Change "mask" to "region" in the records from the line containing "Outline every instance of the <item>white" through the end of the records, and give back only that part with nothing else altered.

Record extracts
★ ★ ★ ★ ★ ★ ★

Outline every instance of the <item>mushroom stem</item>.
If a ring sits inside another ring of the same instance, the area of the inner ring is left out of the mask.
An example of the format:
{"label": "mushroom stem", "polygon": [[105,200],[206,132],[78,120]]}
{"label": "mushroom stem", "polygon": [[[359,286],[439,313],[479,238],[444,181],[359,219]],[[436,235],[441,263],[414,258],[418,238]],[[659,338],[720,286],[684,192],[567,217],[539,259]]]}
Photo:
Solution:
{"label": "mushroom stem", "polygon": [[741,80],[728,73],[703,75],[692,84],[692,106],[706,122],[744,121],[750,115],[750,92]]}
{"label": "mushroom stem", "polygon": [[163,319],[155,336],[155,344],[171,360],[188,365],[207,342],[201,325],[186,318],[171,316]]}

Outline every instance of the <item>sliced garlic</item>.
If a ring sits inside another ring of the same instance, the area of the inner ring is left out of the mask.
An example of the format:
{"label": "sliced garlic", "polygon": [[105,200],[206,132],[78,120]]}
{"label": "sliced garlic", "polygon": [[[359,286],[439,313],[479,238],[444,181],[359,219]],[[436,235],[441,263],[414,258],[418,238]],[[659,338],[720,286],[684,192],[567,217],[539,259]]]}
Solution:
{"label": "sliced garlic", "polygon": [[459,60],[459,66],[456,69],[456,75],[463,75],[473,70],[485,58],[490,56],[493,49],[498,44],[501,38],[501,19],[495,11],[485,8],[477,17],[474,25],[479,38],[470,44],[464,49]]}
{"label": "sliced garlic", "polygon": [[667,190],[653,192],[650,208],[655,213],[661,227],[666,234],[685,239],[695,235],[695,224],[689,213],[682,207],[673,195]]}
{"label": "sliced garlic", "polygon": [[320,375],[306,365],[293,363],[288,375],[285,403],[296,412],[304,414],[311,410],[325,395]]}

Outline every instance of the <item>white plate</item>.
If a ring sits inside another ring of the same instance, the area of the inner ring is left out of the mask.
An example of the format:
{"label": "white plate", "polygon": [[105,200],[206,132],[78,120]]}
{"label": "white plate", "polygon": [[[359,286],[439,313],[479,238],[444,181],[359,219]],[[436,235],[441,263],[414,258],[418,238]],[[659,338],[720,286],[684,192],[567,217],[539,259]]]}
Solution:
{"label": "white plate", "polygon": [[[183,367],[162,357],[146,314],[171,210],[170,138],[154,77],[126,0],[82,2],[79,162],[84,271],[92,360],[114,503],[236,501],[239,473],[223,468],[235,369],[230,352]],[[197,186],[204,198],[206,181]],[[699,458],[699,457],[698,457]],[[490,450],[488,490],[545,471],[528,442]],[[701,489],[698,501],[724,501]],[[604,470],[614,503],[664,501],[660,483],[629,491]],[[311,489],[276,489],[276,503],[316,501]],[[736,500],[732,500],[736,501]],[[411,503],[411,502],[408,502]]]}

★ ★ ★ ★ ★ ★ ★

Exercise answer
Outline every instance of the <item>white plate</item>.
If a ring sits inside another ring of the same instance, the area of the inner ring is left out of the region.
An example of the format:
{"label": "white plate", "polygon": [[105,200],[206,132],[78,120]]}
{"label": "white plate", "polygon": [[[359,286],[439,313],[479,238],[444,181],[359,219]],[[436,235],[441,263],[414,258],[418,238]],[[659,338],[720,286],[684,192],[567,217],[539,259]]]}
Solution:
{"label": "white plate", "polygon": [[[183,367],[162,357],[146,314],[171,210],[170,138],[154,77],[126,0],[82,2],[79,162],[84,271],[92,360],[114,503],[236,501],[239,473],[223,468],[235,369],[230,352]],[[197,186],[204,198],[206,181]],[[699,458],[699,457],[698,457]],[[490,450],[488,490],[545,471],[528,442]],[[701,489],[698,501],[724,501]],[[604,470],[614,503],[664,501],[660,483],[629,491]],[[311,489],[276,489],[276,503],[316,501]],[[736,500],[732,500],[736,501]],[[411,503],[411,502],[408,502]]]}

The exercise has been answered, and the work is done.